**Work to complete**. Display every line from the listing below that contains the word "mark".

Some records
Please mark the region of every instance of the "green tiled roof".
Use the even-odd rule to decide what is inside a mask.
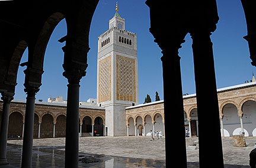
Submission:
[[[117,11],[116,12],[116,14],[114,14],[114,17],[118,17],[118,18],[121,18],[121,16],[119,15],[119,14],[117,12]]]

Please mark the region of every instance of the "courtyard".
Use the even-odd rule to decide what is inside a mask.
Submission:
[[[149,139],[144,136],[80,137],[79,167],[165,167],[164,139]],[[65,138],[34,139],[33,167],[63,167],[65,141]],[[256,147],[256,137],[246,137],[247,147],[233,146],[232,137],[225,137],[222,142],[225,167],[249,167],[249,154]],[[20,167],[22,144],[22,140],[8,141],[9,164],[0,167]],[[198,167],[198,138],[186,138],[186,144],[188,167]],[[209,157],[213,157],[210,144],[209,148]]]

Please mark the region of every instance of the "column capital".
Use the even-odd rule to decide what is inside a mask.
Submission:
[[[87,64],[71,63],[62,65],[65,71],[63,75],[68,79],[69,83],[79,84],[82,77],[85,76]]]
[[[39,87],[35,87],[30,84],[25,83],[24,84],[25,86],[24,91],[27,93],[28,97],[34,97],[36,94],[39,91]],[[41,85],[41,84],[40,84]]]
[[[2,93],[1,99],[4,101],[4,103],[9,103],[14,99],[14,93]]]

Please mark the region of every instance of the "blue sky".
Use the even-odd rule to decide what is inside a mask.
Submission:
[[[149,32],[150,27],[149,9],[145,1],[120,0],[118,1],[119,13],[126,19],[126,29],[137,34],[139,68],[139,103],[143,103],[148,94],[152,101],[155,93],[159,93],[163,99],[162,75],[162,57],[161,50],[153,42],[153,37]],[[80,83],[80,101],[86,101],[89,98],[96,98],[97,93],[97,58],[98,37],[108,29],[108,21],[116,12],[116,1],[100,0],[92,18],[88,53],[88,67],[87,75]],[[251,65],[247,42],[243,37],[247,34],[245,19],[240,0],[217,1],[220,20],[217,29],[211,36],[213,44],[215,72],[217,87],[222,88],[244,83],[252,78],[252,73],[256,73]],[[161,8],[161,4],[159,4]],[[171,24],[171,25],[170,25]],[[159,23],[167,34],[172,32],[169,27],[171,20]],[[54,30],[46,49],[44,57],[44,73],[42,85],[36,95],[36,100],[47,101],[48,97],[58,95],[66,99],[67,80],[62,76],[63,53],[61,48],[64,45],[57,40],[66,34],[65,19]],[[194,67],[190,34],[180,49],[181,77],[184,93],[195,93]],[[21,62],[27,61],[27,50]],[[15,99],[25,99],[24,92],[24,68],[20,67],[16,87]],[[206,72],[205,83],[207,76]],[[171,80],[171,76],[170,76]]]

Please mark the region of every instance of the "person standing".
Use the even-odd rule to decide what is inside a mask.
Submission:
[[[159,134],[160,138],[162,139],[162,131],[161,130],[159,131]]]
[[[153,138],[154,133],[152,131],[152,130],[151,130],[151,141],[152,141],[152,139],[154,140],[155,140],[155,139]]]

**Response below**.
Please mark the region of every instance of the "green tiled roof".
Please mark the region of every instance of the "courtyard".
Please mark the region of every instance of the "column capital".
Please mark the region of every instance of the "blue sky".
Please mark the region of every instance of the "person standing".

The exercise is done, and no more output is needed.